### 問題
1. オレフィン系樹脂組成物の読解文で、無機充填材(成分(C))の好ましい含有量はどの範囲とされているか。
2. オレフィン系樹脂組成物の読解文を、最後の文の後から書き継げ。

### 読解文
────
無機発泡剤としては、例えば、重炭酸ナトリウム、重炭酸アンモニウム、炭酸アンモニウム等が挙げられる。
【0062】
ニトロソ化合物としては、例えば、N,N’−ジニトロソペンタメチレンテトラミン等が挙げられる。
アゾ化合物としては、例えば、アゾカルボナミド、アゾイソブチロニトリル等が挙げられる。
【0063】
スルフォニルヒドラジドとしては、例えば、ベンゼンスルフォニルヒドラジン、p,p’−オキシビス(ベンゼンスルフォニルヒドラジド)、トルエンスルフォニルヒドラジド、トルエンスルフォニルヒドラジド誘導体等が挙げられる。
また、上記の発泡剤には、発泡助剤を組合せて用いてもよく、発泡助剤としては、例えば、サリチル酸、尿素、尿素誘導体等が挙げられる。
【0064】
本発明のオレフィン系樹脂組成物には、必要に応じて、高周波加工助材を用いてもよく、高周波加工助材としては、極性ポリマーが挙げられ、例えば、エチレンと少なくとも1種の極性モノマーとの共重合体が挙げられる。
極性モノマーとしては、例えば、モノカルボン酸、ジカルボン酸、ジカルボン酸のモノエス、メタクリル酸エステル、アクリル酸エステル、飽和カルボン酸のビニルエステル、これらの酸やエステルのアイオノマー等が挙げられる。
【0065】
モノカルボン酸としてはアクリル酸、メタクリル酸、エタクリル酸およびクロトン酸等が挙げられ、ジカルボン酸としてはマレイン酸、フマル酸、イタコン酸、シトラコン酸等が挙げられ、メタクリル酸エステルとしてはメチルメタクリレート等が挙げられ、アクリル酸エステルとしてはメチルアクリレート、エチルアクリレート等が挙げられ、飽和カルボン酸のビニルエステルとしては酢酸ビニル、プロピオン酸ビニル等が挙げられる。
【0066】
本発明のオレフィン系樹脂組成物は、非晶性オレフィン系重合体(成分(A))1〜59重量%と、結晶性ポリプロピレン系樹脂(成分(B))1〜59重量%と、無機充填材(成分(C))40〜90重量%とを含有するオレフィン系樹脂組成物である。但し、前記のオレフィン系樹脂組成物の全重量を100重量%とする。
【0067】
好ましくは、非晶性オレフィン系重合体(成分(A))5〜49重量%、結晶性ポリプロピレン系樹脂(成分(B))1〜45重量%、無機充填材(成分(C))50〜80重量%を含有するオレフィン系樹脂組成物である。
────
領域ラベル付けの項目:

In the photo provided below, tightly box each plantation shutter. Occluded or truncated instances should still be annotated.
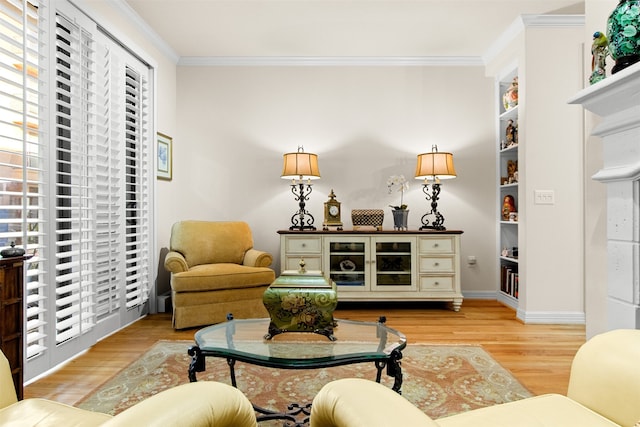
[55,14,97,344]
[0,0,47,357]
[125,66,152,308]
[0,0,154,380]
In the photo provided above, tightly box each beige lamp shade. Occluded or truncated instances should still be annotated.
[415,147,456,181]
[282,151,320,179]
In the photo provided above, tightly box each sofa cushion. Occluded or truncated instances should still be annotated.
[309,378,438,427]
[567,329,640,426]
[170,221,253,267]
[0,399,111,427]
[436,394,619,427]
[171,263,275,292]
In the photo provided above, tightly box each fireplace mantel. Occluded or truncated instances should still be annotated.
[569,63,640,329]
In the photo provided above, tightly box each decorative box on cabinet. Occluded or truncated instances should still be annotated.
[0,256,29,399]
[278,230,463,311]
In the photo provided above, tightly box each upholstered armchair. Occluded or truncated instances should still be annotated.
[0,352,258,427]
[164,221,275,329]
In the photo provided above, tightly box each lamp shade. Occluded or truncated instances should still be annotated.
[282,151,320,179]
[415,148,456,180]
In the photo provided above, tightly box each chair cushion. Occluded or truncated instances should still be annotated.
[436,394,619,427]
[171,263,275,292]
[170,221,253,267]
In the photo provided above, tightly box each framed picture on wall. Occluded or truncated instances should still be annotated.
[156,132,173,181]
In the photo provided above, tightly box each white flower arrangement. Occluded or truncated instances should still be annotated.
[387,175,409,210]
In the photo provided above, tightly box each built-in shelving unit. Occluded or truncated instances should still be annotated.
[496,68,520,307]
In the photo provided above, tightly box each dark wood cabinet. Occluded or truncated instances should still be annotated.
[0,256,29,399]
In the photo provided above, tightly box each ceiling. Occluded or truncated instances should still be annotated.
[126,0,584,58]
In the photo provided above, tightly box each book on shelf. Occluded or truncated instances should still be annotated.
[500,265,520,298]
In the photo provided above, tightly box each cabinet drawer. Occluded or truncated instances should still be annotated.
[283,256,322,271]
[285,237,322,254]
[420,276,453,292]
[420,256,455,273]
[420,237,455,254]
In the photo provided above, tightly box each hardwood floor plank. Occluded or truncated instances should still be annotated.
[24,300,585,405]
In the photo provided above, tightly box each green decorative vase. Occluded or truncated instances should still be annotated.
[607,0,640,74]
────
### 解答
1. 50〜80重量%である。

2.
より好ましくは、成分(A)10〜45重量%、成分(B)5〜40重量%、成分(C)50〜70重量%を含有するオレフィン系樹脂組成物である。
【0068】
成分(A)の含有量が過少であると得られる組成物の耐久性、柔軟性が劣ることがあり、成分(A)の含有量が過多であると得られる組成物の流動性が劣ることがある。
成分(B)の含有量が過少であると得られる組成物の耐熱性、加工性が劣ることがあり、成分(B)の含有量が過多であると得られる組成物の柔軟性が劣ることがある。
成分(C)の含有量が過少であると得られる組成物の重量感、難燃性が劣ることがあり、成分(C)の含有量が過多であると得られる組成物の柔軟性が劣ることがある。
【0069】
本発明のオレフィン系樹脂組成物の製造方法としては、本発明のオレフィン系樹脂組成物に用いられる非晶性オレフィン系重合体(成分(A))と、結晶性ポリプロピレン系樹脂(成分(B))と、無機充填材(成分(C))、および、必要に応じて用いられるその他の成分をブレンドする方法が挙げられる。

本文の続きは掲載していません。